* Source document:
****
Particularly Good (and a nice contrast to the previous): Recent LLM personas feel less “well-defined” than older LLM personas [Less Wrong]: that is, they seem less like a specific, predictable Kind of Guy and more like an incoherent set of tendencies that the model applies when it seems relevant.
Claude seems to perform worse if you’re a morally bad person [Natalie’s Substack].
Noise pollution from data centers is a real concern. “Infrasound”—sound too low-frequency for humans to hear—isn’t [Andy Masley]. Concerns about infrasound are pseudoscience used to attack wind turbines and other important pieces of infrastructure. We can talk about the legitimate environmental concerns with data centers, including noise pollution, without pseudoscience.
I enjoyed this article about how to think about s-risks (that is, about potential futures that contain previously unprecedented amounts of suffering) [Effective Altruism Forum]. Historically, concern about s-risks has been closely associated with negative utilitarianism, but actually people with many different moral systems ought to want to avoid horrifying dystopian futures. And much work to prevent s-risks likely prevents other kinds of bad futures-- for example, promoting cooperation within society, building institutions that are resilient to sadistic or malevolent people in power, and developing AI that avoids very harmful behaviors.
American Democracy
Trump isn’t going to be able to stop the midterms from happening and probably won’t be able to outright steal them, but he’s laying the groundwork to interfere with the election in other ways-- for example, by sending ICE or the National Guard to reduce voter turnout in key swing neighborhoods [Silver Bulletin]. “[T]he cynical interpretation is that he knew these weren’t going to pass court muster, but he’s just trying to stir up discontent around the election and create a premise for saying “Hey, I tried to require proof of citizenship, I tried to clean up mail voting, but the courts didn’t let me. And the election went forward and Democrats won, so it’s fraudulent.” And when the courts rule against any attempts to overturn the results, he can continue to say they stopped him, and delegitimize the election.”
****
Extracted records:
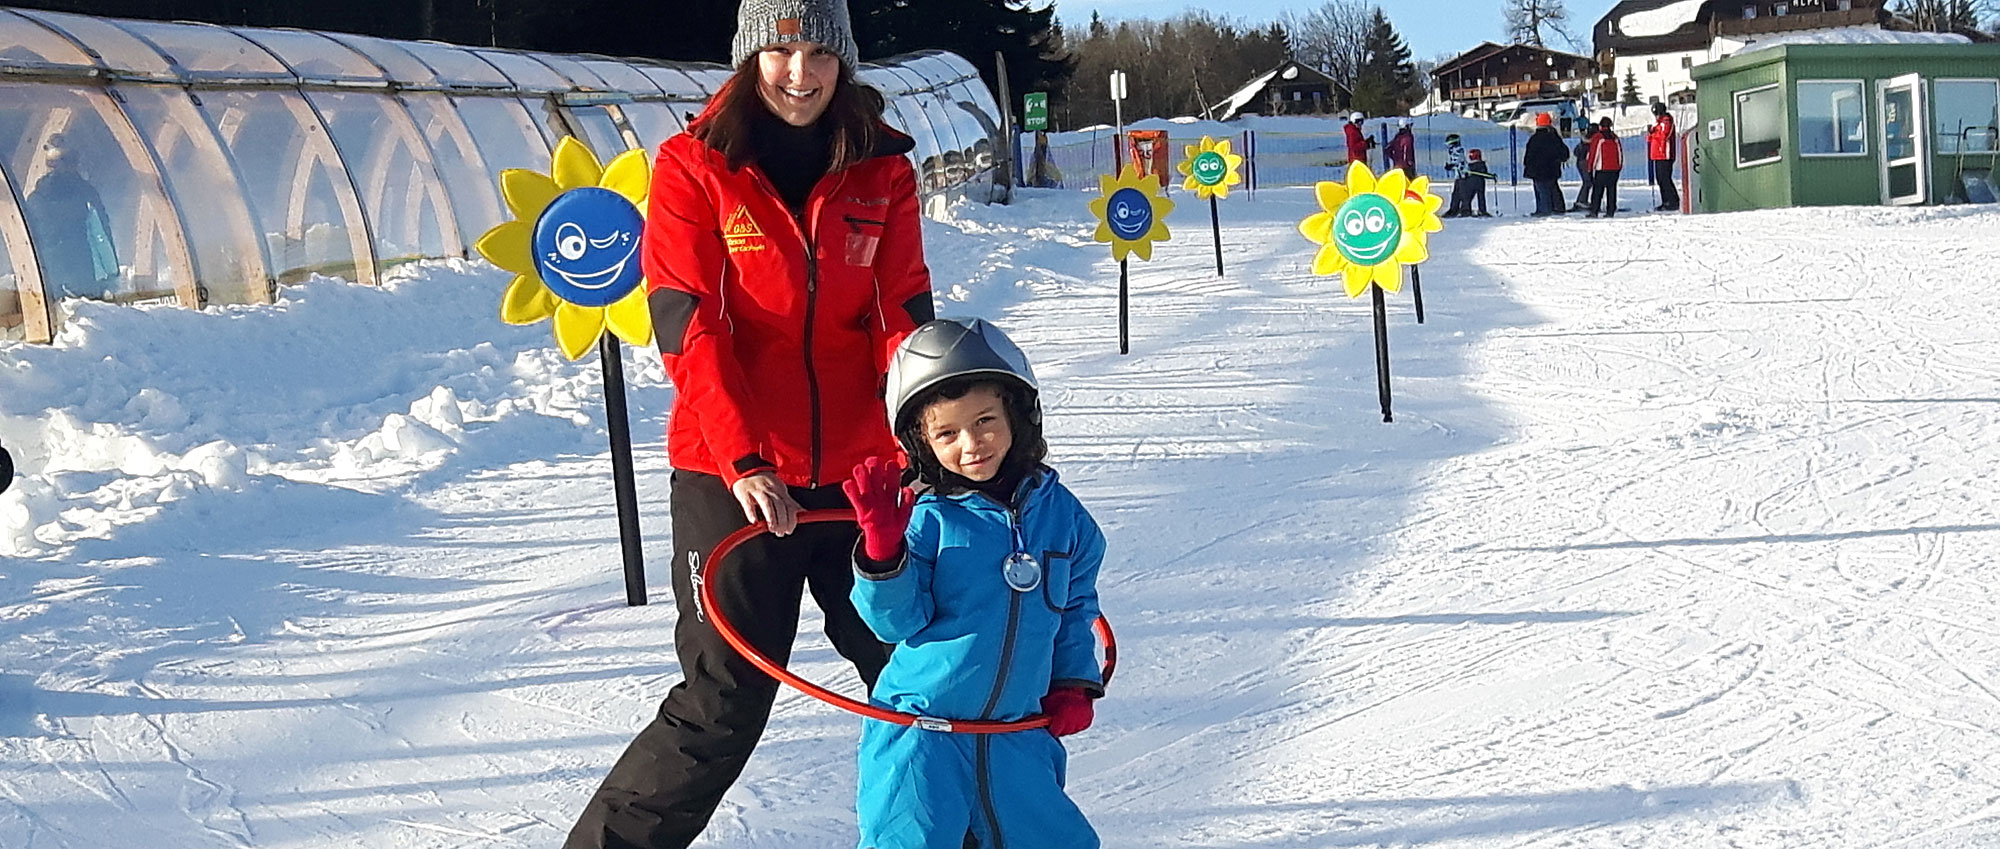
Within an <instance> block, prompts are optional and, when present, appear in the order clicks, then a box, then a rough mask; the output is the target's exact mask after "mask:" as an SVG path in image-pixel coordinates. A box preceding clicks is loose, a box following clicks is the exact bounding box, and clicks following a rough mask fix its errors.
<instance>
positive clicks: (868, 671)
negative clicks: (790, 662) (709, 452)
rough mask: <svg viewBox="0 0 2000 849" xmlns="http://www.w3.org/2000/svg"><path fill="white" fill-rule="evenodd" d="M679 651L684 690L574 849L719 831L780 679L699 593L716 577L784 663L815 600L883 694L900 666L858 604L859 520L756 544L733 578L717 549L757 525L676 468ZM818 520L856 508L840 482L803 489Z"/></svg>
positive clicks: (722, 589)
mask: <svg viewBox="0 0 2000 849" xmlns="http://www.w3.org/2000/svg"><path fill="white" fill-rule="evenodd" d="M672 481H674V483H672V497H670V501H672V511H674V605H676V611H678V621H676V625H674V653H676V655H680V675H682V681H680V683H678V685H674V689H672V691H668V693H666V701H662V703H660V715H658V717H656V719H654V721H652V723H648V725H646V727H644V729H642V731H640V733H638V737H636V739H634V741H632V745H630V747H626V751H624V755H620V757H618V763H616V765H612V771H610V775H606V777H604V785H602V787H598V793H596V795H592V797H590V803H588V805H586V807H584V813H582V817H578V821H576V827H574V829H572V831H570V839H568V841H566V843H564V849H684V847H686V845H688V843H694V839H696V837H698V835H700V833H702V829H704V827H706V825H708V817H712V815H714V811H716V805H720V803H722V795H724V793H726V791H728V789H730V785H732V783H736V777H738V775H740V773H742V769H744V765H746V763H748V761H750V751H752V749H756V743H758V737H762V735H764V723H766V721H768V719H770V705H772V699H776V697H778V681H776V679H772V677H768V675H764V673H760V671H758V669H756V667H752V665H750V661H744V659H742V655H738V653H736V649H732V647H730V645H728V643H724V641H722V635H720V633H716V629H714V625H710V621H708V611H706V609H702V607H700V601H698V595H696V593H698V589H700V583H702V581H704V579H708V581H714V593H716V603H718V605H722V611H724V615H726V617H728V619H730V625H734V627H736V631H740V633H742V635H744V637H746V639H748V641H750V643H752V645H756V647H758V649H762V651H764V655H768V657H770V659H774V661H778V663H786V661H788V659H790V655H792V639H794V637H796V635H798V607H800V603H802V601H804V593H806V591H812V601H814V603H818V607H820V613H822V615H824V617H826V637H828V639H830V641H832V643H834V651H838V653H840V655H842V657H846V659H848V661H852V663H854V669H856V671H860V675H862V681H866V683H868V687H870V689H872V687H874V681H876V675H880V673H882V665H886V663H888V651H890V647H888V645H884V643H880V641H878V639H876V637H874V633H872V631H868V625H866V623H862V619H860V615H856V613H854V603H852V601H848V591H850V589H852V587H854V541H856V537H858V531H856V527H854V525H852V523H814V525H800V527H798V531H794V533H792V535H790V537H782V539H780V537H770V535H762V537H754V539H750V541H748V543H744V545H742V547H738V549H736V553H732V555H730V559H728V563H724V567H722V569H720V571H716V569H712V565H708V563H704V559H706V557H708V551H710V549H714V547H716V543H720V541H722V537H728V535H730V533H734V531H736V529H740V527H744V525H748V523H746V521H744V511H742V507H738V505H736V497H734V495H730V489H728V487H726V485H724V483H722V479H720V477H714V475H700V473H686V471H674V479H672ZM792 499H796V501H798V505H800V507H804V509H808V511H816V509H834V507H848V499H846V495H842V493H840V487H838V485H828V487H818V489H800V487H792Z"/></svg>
****
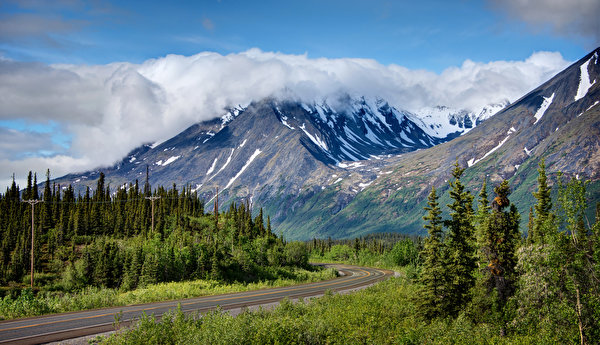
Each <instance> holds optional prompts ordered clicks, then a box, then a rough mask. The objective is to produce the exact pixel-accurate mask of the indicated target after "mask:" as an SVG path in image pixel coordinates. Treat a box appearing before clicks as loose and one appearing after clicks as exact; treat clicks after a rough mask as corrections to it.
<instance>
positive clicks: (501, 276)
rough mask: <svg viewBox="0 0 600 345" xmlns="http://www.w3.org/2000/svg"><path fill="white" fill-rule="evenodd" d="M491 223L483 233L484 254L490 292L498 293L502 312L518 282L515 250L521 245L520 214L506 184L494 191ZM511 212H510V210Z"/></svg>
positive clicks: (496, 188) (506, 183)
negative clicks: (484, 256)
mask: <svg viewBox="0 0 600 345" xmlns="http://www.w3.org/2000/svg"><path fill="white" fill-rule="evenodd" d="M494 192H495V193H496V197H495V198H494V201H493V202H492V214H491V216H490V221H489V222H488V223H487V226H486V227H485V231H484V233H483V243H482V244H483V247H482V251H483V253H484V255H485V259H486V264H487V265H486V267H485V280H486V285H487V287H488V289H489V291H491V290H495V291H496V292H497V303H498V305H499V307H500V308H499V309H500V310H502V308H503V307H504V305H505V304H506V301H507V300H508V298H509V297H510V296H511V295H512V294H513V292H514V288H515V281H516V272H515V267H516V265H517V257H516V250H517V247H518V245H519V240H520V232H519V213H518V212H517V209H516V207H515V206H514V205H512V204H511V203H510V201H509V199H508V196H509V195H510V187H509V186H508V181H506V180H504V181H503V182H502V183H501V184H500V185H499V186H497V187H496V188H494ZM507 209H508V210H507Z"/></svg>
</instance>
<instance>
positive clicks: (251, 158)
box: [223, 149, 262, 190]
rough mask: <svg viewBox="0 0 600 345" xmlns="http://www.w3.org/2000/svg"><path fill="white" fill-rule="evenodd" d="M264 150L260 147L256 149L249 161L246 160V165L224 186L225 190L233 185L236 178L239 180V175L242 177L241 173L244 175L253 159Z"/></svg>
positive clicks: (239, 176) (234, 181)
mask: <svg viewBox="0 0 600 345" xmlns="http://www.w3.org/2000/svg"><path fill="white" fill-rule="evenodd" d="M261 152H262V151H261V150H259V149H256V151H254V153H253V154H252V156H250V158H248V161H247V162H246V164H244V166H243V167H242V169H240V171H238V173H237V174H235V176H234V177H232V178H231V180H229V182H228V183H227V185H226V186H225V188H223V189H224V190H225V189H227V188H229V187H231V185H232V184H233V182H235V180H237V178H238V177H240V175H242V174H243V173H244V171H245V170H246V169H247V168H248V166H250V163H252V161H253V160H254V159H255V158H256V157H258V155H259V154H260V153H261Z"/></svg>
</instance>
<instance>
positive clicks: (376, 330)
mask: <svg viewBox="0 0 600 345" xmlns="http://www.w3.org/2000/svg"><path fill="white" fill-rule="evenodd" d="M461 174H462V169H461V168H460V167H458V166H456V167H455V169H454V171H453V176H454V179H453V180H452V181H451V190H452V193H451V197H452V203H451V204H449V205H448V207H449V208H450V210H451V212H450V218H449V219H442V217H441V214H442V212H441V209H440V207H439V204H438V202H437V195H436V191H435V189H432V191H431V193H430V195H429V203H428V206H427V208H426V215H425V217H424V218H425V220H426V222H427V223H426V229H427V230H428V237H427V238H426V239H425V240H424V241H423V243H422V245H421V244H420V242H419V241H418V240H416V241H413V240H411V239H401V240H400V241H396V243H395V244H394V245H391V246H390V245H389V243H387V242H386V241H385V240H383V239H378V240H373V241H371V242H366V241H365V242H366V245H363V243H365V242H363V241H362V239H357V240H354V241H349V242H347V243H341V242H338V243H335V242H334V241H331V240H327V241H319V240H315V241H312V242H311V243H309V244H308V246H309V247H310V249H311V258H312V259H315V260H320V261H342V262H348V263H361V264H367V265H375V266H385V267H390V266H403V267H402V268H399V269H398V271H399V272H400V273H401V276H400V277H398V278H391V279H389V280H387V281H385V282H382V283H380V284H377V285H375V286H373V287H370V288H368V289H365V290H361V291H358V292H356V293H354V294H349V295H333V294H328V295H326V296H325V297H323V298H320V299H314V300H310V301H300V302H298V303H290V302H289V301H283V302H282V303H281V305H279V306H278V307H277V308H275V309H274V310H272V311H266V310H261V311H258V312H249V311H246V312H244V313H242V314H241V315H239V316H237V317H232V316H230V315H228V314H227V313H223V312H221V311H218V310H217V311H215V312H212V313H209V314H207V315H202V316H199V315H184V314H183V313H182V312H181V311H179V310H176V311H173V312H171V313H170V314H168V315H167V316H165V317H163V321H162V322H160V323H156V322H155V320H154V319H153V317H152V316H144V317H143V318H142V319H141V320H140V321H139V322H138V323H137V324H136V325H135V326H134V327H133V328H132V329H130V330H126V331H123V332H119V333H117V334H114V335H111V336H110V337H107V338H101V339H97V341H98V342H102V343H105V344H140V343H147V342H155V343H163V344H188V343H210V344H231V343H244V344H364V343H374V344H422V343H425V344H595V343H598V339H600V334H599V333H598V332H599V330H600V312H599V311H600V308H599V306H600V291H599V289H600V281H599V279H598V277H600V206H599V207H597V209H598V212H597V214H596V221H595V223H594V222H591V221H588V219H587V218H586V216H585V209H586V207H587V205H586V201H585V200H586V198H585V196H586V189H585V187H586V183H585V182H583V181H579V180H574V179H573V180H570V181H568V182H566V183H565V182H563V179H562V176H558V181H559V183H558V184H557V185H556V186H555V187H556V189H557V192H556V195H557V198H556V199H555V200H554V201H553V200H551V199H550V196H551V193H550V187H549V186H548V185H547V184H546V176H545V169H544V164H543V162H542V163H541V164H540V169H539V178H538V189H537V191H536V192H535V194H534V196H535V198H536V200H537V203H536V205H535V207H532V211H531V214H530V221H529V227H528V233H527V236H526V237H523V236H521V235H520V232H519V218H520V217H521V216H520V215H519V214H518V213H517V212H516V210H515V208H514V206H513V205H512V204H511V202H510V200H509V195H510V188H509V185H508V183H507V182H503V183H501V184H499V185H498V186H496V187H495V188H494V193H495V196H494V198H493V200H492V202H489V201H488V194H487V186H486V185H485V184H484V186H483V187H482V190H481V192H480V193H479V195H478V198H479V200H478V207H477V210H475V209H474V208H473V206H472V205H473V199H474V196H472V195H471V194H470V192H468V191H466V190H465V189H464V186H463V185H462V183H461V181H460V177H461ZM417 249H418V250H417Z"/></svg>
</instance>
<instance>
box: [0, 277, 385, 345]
****
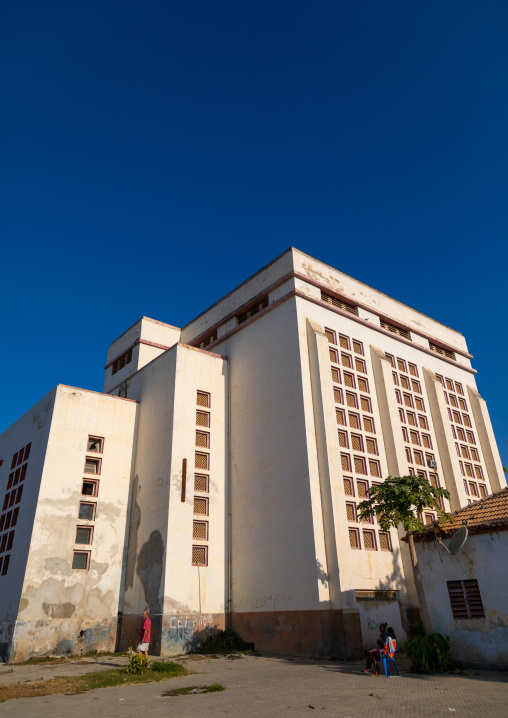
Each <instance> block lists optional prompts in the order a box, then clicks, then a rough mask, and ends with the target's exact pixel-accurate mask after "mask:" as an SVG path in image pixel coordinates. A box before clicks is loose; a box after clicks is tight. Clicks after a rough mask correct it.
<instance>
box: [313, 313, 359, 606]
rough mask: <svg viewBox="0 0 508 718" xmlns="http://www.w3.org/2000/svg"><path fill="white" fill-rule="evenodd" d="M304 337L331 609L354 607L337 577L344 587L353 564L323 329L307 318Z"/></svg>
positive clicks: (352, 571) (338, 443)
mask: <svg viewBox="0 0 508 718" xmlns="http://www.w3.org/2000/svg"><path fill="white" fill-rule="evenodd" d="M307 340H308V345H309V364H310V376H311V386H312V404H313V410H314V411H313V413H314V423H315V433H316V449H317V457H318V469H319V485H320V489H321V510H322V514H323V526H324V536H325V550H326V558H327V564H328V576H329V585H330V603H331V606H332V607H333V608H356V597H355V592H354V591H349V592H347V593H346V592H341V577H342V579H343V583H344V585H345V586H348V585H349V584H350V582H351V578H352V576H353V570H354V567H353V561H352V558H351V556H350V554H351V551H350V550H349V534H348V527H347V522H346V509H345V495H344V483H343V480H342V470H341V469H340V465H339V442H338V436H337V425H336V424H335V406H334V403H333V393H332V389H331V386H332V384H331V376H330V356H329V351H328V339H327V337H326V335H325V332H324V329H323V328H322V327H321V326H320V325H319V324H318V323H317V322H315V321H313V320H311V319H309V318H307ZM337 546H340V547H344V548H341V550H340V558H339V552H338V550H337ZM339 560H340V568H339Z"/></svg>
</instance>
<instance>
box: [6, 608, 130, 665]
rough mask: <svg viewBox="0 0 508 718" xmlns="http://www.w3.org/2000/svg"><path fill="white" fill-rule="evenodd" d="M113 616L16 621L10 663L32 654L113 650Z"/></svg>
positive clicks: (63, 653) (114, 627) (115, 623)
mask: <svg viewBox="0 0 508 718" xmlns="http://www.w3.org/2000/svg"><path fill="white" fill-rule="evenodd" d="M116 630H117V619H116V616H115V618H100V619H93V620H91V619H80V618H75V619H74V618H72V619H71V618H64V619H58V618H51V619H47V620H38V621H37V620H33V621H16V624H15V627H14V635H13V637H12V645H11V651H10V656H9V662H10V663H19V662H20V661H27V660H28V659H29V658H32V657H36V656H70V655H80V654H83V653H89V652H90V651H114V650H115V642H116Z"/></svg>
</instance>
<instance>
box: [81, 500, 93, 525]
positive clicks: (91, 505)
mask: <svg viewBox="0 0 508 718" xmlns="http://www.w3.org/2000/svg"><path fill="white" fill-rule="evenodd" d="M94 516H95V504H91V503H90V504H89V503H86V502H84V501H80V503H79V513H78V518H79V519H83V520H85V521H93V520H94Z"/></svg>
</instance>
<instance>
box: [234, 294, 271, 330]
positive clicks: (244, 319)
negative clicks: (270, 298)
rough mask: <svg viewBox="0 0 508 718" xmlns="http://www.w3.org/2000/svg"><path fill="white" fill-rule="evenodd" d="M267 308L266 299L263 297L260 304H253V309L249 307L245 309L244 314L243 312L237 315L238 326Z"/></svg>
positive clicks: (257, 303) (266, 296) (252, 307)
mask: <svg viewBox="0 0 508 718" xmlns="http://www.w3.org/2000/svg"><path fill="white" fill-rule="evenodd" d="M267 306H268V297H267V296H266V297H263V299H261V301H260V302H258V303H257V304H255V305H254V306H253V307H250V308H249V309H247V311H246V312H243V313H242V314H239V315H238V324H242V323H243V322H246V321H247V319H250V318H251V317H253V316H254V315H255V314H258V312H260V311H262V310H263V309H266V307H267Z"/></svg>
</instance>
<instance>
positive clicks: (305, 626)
****
* Work order 1:
Answer these questions from the link roundup:
(a) How does the roundup define "infrasound"?
(b) What does it say s-risks are?
(c) Whom might Trump send to reduce voter turnout in key swing neighborhoods?
* Work order 2:
Swap "pseudoscience" for "junk science" in the link roundup and write out the passage from "Noise pollution from" up to and including "pollution, without pseudoscience.".
* Work order 3:
Pick up the link roundup after its final sentence and keep writing it.
The lines shown here have no role in what comes next.

* Expected answer 1:
(a) Sound too low-frequency for humans to hear.
(b) Potential futures that contain previously unprecedented amounts of suffering.
(c) ICE or the National Guard.

* Expected answer 2:
Noise pollution from data centers is a real concern. “Infrasound”—sound too low-frequency for humans to hear—isn’t [Andy Masley]. Concerns about infrasound are junk science used to attack wind turbines and other important pieces of infrastructure. We can talk about the legitimate environmental concerns with data centers, including noise pollution, without junk science.

* Expected answer 3:
Other Causes
Trump threatening to start a nuclear war with Iran was dangerous because, most of the time, threatening nuclear war gets you what you want without anyone dying, and then sometimes you fuck up and million or billions of people die [Silver Bulletin]. Even though this time no one died, Trump’s behavior is still extraordinarily reckless.
Meta Effective Altruism
It’s quite likely that our society is undergoing an ongoing moral catastrophe [Effective Altruism Forum].
I was delighted by this article about someone convincing the Tantric Retreat Center to pledge to donate to GiveWell Top Charities [Effective Altruism Forum]. Apparently effective altruism has Yang Energy which holistically balances the Yin Energy of the retreat! This is ideal effective giving outreach. You may not like it but this is what peak performance looks like.
Some people do hard-to-monetize work and get money from a patron (understood broadly to include grants from grantmakers). At first, when your taste is bad, you should defer to more competent patrons, but as your taste develops, it’s really important to find a patron who’s aligned with the work that you do [Less Wrong].